TO BE DONE:
Turn the lines from the line with "Guideline: mark the toilet" to the line with "[[456, 403], [487, 353]]", both included, into a Markdown table with two columns: Row, holding a running number, and Entry Line, holding the line. Leave out any blank lines.

DATA EXCERPTS:
*****
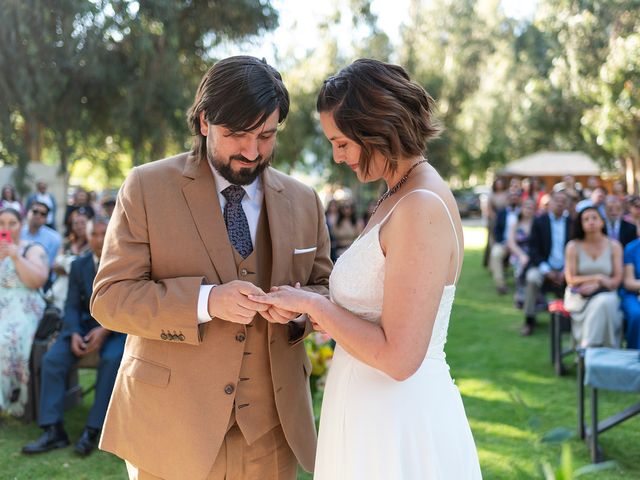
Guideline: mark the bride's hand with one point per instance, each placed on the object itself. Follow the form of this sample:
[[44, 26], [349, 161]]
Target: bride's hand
*****
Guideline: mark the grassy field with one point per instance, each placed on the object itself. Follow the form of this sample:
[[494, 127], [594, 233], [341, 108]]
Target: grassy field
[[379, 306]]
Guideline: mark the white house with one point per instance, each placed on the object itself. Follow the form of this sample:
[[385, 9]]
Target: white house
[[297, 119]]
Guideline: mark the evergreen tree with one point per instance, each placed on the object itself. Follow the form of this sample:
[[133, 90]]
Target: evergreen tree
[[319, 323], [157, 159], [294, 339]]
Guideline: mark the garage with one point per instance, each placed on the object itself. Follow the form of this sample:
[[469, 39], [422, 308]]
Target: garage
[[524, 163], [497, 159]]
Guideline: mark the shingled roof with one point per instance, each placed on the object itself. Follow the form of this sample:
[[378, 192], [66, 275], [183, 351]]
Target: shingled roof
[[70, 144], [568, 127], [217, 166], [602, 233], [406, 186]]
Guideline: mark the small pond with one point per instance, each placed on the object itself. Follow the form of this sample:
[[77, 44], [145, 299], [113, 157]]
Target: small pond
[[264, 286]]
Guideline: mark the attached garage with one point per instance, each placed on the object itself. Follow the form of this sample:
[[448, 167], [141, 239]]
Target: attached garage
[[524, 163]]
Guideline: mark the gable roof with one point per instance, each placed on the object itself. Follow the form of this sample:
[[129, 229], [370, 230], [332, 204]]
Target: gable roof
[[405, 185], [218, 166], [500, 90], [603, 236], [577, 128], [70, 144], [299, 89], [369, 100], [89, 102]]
*****
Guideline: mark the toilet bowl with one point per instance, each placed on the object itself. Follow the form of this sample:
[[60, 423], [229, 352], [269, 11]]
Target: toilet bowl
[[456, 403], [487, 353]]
*****
TASK ANSWER:
| Row | Entry Line |
|---|---|
| 1 | Guideline: mark the toilet bowl with one point per instance, each placed on the object itself. Follow the form of this sample: |
| 2 | [[60, 423], [229, 352], [269, 11]] |
| 3 | Target: toilet bowl |
| 4 | [[456, 403], [487, 353]] |